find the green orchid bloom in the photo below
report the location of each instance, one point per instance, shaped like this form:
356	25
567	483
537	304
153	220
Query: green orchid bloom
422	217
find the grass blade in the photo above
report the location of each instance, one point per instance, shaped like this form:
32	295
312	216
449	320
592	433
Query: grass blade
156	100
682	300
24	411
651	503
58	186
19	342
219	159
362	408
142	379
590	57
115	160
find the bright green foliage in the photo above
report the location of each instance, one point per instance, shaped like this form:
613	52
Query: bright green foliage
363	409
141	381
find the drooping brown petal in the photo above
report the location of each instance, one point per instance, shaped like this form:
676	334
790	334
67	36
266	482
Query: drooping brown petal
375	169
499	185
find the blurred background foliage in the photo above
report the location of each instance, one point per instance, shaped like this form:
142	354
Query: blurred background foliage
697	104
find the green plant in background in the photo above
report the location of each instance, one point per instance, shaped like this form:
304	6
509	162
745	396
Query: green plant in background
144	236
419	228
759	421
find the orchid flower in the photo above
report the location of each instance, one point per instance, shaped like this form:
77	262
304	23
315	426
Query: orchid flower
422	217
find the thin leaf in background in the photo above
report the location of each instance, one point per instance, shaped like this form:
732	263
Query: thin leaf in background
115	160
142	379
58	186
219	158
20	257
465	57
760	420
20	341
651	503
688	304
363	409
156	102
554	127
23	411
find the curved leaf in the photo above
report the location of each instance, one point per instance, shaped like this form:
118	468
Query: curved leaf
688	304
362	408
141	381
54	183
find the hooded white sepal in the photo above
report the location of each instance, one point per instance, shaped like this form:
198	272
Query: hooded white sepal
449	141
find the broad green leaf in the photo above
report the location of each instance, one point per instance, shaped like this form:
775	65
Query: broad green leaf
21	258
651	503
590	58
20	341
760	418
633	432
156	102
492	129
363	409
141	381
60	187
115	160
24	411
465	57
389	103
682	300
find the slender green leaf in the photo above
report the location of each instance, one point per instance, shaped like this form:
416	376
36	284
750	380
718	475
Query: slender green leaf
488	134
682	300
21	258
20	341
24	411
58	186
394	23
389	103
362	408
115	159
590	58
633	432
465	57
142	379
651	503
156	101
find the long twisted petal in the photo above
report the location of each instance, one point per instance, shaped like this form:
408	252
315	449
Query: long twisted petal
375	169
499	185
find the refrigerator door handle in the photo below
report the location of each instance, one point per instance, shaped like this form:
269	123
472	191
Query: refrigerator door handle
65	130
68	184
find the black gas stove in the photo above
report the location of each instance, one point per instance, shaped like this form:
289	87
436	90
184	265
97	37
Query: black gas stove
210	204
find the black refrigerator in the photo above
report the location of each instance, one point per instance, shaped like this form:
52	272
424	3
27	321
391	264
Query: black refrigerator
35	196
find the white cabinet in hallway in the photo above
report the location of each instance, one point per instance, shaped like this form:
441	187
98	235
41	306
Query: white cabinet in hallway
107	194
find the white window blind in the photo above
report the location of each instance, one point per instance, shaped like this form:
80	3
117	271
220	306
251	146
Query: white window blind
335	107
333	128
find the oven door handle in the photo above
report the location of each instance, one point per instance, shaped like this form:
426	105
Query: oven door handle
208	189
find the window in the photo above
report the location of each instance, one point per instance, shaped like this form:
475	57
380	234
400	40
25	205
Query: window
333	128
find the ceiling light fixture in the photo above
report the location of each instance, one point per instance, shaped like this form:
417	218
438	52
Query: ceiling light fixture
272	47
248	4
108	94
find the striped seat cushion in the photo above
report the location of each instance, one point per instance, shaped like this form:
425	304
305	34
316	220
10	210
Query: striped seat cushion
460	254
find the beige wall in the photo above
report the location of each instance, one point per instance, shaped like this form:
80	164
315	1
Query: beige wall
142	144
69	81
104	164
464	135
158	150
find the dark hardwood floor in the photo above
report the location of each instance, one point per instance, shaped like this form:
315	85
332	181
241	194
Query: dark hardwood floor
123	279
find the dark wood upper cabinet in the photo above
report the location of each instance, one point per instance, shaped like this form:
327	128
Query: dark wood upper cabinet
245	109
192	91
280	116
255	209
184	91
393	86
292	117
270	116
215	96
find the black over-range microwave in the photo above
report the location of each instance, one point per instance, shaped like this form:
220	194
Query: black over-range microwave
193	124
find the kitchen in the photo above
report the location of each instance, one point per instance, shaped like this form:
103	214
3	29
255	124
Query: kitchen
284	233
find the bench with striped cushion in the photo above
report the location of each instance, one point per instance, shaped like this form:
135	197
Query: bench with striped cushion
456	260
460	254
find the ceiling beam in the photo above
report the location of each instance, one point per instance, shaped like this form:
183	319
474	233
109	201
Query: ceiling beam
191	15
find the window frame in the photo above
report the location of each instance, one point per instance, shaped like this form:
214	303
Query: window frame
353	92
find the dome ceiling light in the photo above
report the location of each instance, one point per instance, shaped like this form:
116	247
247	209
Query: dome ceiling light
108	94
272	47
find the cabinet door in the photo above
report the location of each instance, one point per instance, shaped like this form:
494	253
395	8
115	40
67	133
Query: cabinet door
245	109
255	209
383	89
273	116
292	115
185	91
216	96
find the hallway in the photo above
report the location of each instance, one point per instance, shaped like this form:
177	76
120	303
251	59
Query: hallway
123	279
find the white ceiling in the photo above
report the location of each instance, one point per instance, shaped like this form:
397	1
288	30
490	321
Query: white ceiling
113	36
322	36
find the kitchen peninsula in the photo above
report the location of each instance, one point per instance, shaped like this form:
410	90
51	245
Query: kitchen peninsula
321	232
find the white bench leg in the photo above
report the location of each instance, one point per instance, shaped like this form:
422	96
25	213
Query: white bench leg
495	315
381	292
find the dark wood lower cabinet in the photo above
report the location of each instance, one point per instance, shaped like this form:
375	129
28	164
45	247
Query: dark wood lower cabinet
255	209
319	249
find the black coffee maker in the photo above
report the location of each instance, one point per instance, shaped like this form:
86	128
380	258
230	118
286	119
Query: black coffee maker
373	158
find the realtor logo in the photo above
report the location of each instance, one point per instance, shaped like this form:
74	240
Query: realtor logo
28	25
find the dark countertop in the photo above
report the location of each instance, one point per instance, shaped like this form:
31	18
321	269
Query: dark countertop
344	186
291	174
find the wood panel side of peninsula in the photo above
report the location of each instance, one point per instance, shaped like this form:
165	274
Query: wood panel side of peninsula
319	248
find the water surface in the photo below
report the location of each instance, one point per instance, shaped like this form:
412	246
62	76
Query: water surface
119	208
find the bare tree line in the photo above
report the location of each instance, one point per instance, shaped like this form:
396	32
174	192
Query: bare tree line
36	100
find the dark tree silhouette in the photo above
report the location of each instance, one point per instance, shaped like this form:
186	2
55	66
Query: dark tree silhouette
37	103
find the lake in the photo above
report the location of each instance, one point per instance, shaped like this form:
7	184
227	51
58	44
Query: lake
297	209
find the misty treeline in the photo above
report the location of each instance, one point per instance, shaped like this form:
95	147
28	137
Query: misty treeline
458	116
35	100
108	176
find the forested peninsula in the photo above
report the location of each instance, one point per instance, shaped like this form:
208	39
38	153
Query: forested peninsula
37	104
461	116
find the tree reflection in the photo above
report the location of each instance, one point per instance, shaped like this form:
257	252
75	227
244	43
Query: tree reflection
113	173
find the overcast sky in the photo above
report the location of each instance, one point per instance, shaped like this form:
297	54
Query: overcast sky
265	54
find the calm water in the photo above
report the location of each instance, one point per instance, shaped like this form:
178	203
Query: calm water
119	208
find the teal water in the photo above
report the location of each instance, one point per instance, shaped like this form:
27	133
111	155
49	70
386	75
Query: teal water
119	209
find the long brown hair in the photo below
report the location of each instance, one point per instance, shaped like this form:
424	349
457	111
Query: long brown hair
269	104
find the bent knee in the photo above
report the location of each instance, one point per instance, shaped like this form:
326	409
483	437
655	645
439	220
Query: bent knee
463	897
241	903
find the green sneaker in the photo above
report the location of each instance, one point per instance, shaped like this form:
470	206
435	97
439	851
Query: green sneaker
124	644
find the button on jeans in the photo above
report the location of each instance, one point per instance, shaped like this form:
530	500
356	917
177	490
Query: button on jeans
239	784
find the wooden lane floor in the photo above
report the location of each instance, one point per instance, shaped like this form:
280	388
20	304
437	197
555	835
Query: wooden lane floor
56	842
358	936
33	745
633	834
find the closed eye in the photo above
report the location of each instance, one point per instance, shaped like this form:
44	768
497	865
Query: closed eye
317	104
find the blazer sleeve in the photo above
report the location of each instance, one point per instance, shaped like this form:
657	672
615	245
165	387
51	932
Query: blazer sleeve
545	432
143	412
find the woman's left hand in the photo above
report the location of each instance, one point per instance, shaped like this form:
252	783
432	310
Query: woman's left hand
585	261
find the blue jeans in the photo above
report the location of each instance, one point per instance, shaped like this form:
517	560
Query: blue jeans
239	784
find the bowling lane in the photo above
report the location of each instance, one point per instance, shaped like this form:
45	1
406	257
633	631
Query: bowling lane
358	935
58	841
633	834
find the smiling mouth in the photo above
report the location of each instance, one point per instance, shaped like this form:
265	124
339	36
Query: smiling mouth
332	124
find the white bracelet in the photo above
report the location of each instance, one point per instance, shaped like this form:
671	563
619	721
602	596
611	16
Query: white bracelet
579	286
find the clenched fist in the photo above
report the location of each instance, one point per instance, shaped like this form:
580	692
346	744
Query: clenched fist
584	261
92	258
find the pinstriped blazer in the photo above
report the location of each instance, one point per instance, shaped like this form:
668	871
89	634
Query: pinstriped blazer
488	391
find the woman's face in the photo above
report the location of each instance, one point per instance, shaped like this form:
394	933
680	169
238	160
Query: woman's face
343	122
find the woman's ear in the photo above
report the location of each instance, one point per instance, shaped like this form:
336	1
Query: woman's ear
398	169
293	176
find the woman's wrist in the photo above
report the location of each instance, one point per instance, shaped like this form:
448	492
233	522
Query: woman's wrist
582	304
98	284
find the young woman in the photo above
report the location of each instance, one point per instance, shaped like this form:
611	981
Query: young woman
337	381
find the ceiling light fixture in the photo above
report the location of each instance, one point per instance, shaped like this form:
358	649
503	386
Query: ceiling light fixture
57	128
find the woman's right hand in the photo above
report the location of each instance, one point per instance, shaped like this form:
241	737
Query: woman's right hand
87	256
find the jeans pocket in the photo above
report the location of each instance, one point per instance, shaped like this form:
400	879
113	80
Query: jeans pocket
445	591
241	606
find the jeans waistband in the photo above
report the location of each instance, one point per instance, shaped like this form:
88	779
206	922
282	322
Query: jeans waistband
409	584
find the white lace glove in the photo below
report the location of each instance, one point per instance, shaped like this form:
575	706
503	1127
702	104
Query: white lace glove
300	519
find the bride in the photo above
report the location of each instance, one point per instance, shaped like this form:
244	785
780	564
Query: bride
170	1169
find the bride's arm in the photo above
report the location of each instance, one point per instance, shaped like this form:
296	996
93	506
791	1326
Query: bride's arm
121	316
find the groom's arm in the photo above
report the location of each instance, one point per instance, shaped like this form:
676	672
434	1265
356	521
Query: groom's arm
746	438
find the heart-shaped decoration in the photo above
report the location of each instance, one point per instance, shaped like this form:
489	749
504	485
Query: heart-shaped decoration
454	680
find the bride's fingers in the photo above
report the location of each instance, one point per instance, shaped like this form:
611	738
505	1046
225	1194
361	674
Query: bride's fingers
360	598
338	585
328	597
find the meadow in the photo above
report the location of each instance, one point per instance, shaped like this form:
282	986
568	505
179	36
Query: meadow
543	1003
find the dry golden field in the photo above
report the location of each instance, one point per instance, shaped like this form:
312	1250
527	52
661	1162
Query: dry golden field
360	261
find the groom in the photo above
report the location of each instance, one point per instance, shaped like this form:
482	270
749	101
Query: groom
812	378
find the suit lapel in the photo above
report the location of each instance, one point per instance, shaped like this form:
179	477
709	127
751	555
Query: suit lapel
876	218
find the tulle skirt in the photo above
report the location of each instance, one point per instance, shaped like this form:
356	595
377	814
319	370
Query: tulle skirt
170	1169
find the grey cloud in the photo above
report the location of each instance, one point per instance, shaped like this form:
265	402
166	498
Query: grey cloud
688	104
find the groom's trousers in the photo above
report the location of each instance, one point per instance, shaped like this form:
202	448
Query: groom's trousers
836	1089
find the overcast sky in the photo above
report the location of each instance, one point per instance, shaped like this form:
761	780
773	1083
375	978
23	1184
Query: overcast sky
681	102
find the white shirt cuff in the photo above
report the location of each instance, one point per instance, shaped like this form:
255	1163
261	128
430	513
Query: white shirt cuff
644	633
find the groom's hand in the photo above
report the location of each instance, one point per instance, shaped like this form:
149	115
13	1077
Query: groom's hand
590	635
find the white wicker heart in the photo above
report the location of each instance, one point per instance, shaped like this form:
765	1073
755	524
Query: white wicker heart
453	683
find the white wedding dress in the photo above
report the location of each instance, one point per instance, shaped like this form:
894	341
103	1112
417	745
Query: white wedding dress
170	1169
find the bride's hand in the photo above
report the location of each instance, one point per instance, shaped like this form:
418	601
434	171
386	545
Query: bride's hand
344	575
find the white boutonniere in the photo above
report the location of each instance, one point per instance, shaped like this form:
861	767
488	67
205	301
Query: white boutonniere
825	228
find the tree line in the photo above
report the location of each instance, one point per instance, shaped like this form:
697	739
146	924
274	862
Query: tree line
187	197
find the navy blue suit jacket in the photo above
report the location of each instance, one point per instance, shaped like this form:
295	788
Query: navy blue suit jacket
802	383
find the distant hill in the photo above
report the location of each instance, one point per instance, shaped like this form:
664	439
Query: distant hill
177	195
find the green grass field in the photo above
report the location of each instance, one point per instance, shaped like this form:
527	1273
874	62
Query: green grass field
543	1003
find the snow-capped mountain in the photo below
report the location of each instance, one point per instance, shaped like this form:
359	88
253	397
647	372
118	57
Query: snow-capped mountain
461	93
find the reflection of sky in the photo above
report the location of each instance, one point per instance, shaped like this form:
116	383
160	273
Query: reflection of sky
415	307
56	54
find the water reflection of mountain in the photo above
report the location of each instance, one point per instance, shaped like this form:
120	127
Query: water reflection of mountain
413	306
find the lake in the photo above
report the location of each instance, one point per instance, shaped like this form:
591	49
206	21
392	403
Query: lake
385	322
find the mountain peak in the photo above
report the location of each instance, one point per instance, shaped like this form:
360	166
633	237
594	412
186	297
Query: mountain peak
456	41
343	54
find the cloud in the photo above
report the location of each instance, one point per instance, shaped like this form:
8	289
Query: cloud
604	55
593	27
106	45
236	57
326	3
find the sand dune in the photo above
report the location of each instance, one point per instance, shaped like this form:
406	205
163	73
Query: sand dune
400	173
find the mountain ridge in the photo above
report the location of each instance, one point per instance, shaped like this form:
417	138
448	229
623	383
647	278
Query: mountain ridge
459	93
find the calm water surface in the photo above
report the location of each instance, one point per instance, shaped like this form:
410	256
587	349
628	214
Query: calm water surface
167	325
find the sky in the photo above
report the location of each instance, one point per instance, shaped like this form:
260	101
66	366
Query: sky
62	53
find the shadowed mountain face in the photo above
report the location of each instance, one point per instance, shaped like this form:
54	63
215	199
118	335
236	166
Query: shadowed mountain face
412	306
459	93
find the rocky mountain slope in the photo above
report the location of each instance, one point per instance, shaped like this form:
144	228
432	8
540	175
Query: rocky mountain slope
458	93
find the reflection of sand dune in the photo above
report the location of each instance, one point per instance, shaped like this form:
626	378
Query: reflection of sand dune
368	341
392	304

EXERCISE DIRECTIONS:
Reproduce the stretch of entries from the line containing "find the cloud in the photo above" through the end of the entries, both ends included, shifting each answer coordinate up by 62. Keep the requests and their sample numbers unchanged.

RESPONSE TO THIS EXERCISE:
find the cloud in the photo above
report the location of each instance, one point per instance, shaped like this form:
8	289
Query: cloud
666	117
655	89
168	107
298	119
388	65
find the sand dune in the photo above
report the location of each instance, one point per instance, shaped like this form:
406	205
163	73
Query: sand dune
462	235
find the mountain ridge in the photo above
report the location of each instance, one point per instance, shaped like this form:
417	138
448	229
623	383
647	278
Query: mountain ridge
521	155
find the calm water surface in the photo above
report the location of each instance, one point per instance, shaped like this form:
410	256
587	349
628	214
Query: calm water surface
229	387
find the sky in the photo above
report the location of each instance, one point per instance, shaped like this form:
260	101
66	366
Query: sky
124	115
find the shadowed mountain face in the photo above
report the location of each instance, one point per instance, shaped like this form:
54	63
215	199
118	335
236	166
Query: shadowed mountain face
474	368
521	155
find the rocky mountain slope in the photo above
report the location of each instance, one point per instance, shaped like this form:
144	228
432	8
540	175
Query: rocky mountain slope
520	155
find the reflection of sand dune in the photo above
report the location of each instance, one point per instance, shaped like this form:
626	378
Query: reflection of sand dune
430	403
454	366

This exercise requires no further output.